PROBLEMS:
1/ According to the capsule networks text, which paper first introduced capsules?
2/ Resume the capsule networks text after its final sentence.

==== TEXT EXCERPT

Understanding Hinton’s Capsule Networks. Part 2. How Capsules Work.


Part of Understanding Hinton’s Capsule Networks Series:

Introduction

In Part 1 of this series on capsule networks, I talked about the basic intuition and motivation behind the novel architecture. In this part, I will describe, what capsule is and how it works internally as well as intuition behind it. In the next part I will focus mostly on the dynamic routing algorithm.

What is a Capsule?

In order to answer this question, I think it is a good idea to refer to the first paper where capsules were introduced — “Transforming Autoencoders” by Hinton et al. The part that is important to understanding of capsules is provided below:

“Instead of aiming for viewpoint invariance in the activities of “neurons” that use a single scalar output to summarize the activities of a local pool of replicated feature detectors, artificial neural networks should use local “capsules” that perform some quite complicated internal computations on their inputs and then encapsulate the results of these computations into a small vector of highly informative outputs. Each capsule learns to recognize an implicitly defined visual entity over a limited domain of viewing conditions and deformations and it outputs both the probability that the entity is present within its limited domain and a set of “instantiation parameters” that may include the precise pose, lighting and deformation of the visual entity relative to an implicitly defined canonical version of that entity. When the capsule is working properly, the probability of the visual entity being present is locally invariant — it does not change as the entity moves over the manifold of possible appearances within the limited domain covered by the capsule. The instantiation parameters, however, are “equivariant” — as the viewing conditions change and the entity moves over the appearance manifold, the instantiation parameters change by a corresponding amount because they are representing the intrinsic coordinates of the entity on the appearance manifold.”

========
==== AVAILABLE DATA

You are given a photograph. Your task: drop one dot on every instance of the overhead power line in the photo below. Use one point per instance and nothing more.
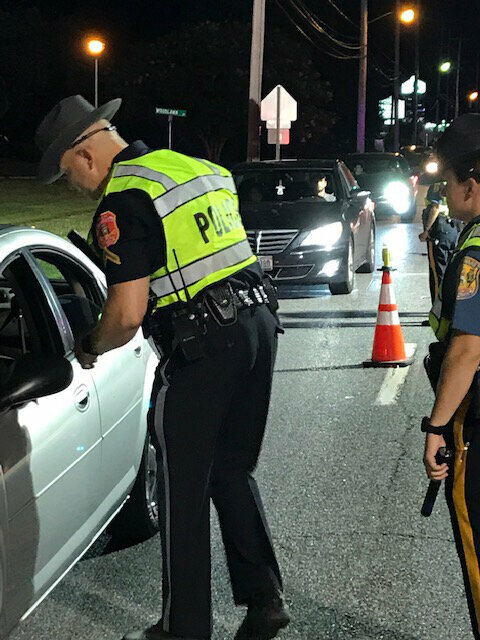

========

RESULTS FOR EACH TASK:
1/ "Transforming Autoencoders" by Hinton et al.

2/
The paragraph above is very dense, and it took me a while to figure out what it means, sentence by sentence. Below is my version of the above paragraph, as I understand it:

Artificial neurons output a single scalar. In addition, CNNs use convolutional layers that, for each kernel, replicate that same kernel’s weights across the entire input volume and then output a 2D matrix, where each number is the output of that kernel’s convolution with a portion of the input volume. So we can look at that 2D matrix as output of replicated feature detector. Then all kernel’s 2D matrices are stacked on top of each other to produce output of a convolutional layer.

digits

Not only can the CapsNet recognize digits, it can also generate them from internal representations. Source.

Then, we try to achieve viewpoint invariance in the activities of neurons. We do this by the means of max pooling that consecutively looks at regions in the above described 2D matrix and selects the largest number in each region. As result, we get what we wanted — invariance of activities. Invariance means that by changing the input a little, the output still stays the same. And activity is just the output signal of a neuron. In other words, when in the input image we shift the object that we want to detect by a little bit, networks activities (outputs of neurons) will not change because of max pooling and the network will still detect the object.

The above described mechanism is not very good, because max pooling loses valuable information and also does not encode relative spatial relationships between features. We should use capsules instead, because they will encapsulate all important information about the state of the features they are detecting in a form of a vector (as opposed to a scalar that a neuron outputs).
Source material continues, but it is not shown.